Given instruction — Reproduce every row below word for word, without changing anything.
★ ★ ★ ★ ★ ★ ★
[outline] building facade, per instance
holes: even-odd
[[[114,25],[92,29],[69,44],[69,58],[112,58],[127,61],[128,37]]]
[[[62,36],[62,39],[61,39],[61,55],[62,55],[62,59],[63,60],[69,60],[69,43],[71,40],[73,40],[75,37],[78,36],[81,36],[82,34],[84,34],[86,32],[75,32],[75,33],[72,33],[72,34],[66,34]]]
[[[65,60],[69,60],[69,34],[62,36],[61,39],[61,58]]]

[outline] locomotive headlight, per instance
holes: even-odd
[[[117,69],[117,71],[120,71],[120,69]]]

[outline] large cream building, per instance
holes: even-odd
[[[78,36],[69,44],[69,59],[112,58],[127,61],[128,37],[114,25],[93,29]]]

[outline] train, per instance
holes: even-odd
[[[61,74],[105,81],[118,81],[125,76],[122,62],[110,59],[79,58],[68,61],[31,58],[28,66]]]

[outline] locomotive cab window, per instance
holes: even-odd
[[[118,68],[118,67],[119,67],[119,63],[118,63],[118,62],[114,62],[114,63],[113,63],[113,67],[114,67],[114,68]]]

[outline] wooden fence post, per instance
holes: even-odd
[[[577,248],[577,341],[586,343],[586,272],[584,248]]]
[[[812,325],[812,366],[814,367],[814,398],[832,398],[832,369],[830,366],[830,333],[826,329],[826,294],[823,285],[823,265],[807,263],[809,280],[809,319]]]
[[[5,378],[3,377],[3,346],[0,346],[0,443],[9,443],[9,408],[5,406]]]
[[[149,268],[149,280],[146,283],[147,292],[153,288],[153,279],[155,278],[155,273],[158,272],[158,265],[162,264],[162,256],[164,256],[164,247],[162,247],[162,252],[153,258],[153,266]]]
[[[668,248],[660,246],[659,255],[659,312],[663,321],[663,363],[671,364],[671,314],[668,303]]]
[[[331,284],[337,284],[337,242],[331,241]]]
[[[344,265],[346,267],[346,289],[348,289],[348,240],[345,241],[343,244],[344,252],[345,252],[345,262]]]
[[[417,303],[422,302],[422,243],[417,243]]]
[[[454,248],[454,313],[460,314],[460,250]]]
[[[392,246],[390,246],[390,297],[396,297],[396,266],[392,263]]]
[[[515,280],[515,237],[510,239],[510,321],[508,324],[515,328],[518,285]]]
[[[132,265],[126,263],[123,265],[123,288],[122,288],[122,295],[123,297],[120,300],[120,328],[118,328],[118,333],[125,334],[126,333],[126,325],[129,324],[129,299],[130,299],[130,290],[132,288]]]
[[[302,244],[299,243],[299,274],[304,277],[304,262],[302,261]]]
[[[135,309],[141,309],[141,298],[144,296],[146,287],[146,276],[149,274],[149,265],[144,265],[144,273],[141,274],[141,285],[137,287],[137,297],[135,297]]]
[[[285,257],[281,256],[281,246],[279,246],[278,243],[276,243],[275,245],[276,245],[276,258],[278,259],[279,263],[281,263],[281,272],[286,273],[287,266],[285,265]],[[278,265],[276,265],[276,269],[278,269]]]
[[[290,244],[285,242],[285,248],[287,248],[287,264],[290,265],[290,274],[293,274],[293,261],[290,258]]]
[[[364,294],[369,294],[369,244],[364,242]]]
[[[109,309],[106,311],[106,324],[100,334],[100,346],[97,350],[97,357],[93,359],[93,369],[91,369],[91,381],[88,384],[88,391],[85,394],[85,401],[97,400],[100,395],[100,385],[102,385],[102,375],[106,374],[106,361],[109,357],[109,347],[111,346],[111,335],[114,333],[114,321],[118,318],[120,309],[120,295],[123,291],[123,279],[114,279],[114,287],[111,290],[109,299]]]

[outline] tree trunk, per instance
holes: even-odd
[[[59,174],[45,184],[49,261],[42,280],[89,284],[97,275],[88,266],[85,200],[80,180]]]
★ ★ ★ ★ ★ ★ ★
Solution for this task —
[outline] building facade, per instance
holes: even-odd
[[[114,25],[92,29],[69,44],[69,58],[112,58],[127,61],[128,37]]]
[[[62,36],[62,39],[61,39],[61,55],[62,55],[62,59],[63,60],[69,60],[69,43],[71,40],[73,40],[75,37],[78,36],[81,36],[82,34],[84,34],[86,32],[75,32],[75,33],[72,33],[72,34],[66,34]]]
[[[65,60],[69,60],[69,34],[62,36],[61,39],[61,58]]]

[outline] locomotive headlight, per instance
holes: even-odd
[[[117,69],[117,71],[120,71],[120,69]]]

[outline] large cream building, per instance
holes: even-odd
[[[78,36],[69,44],[69,59],[112,58],[127,61],[128,37],[114,25],[93,29]]]

[outline] train, per instance
holes: even-odd
[[[61,74],[105,81],[118,81],[125,76],[122,62],[110,59],[79,58],[68,61],[31,58],[28,66]]]

[outline] locomotive cab window, per instance
holes: even-odd
[[[118,68],[118,67],[119,67],[119,63],[118,63],[118,62],[114,62],[114,63],[113,63],[113,67],[114,67],[114,68]]]

[outline] wooden fence post, per instance
holes: even-odd
[[[577,248],[577,341],[586,343],[586,272],[584,248]]]
[[[812,325],[812,366],[814,367],[814,398],[832,398],[832,369],[830,366],[830,333],[826,329],[826,294],[823,285],[823,265],[807,263],[809,280],[809,319]]]
[[[5,378],[3,377],[3,346],[0,346],[0,443],[9,443],[9,408],[5,406]]]
[[[149,268],[149,280],[146,283],[147,292],[153,288],[153,279],[155,278],[155,273],[158,272],[158,265],[162,264],[162,256],[164,256],[164,247],[162,247],[162,252],[153,258],[153,266]]]
[[[668,248],[660,246],[659,255],[659,312],[663,321],[663,363],[671,364],[671,314],[668,303]]]
[[[331,284],[337,284],[337,242],[331,241]]]
[[[344,265],[346,267],[346,289],[348,289],[348,240],[345,241],[343,244],[344,252],[345,252],[345,262]]]
[[[417,303],[422,302],[422,243],[417,243]]]
[[[454,248],[454,313],[460,314],[460,250]]]
[[[392,246],[390,246],[390,297],[396,297],[396,266],[392,263]]]
[[[515,280],[515,237],[510,239],[510,321],[508,324],[515,328],[518,285]]]
[[[132,265],[126,263],[123,265],[123,288],[122,288],[122,295],[123,297],[120,300],[120,328],[118,328],[118,333],[125,334],[126,333],[126,325],[129,324],[129,299],[130,299],[130,290],[132,288]]]
[[[302,244],[299,243],[299,274],[304,277],[304,262],[302,261]]]
[[[135,309],[141,309],[141,298],[144,296],[146,287],[146,276],[149,274],[149,265],[144,265],[144,273],[141,274],[141,285],[137,287],[137,297],[135,297]]]
[[[285,257],[281,256],[281,246],[279,246],[278,243],[276,243],[275,245],[276,245],[276,258],[278,259],[279,263],[281,263],[281,272],[286,273],[287,266],[285,265]],[[278,265],[276,265],[276,269],[278,269]]]
[[[290,244],[285,242],[285,248],[287,248],[287,264],[290,265],[290,274],[293,274],[293,261],[290,258]]]
[[[364,294],[369,294],[369,244],[364,242]]]
[[[109,309],[106,311],[106,324],[100,334],[100,346],[97,350],[97,357],[93,359],[93,369],[91,369],[91,381],[88,384],[88,391],[85,394],[85,401],[97,400],[100,395],[100,385],[102,385],[102,375],[106,374],[106,361],[109,357],[109,347],[111,346],[111,335],[114,333],[114,321],[118,318],[120,309],[120,295],[123,291],[123,279],[114,279],[114,287],[111,290],[109,299]]]

[outline] tree trunk, per instance
holes: even-odd
[[[59,174],[45,184],[49,261],[42,280],[89,284],[97,275],[88,266],[85,200],[80,180]]]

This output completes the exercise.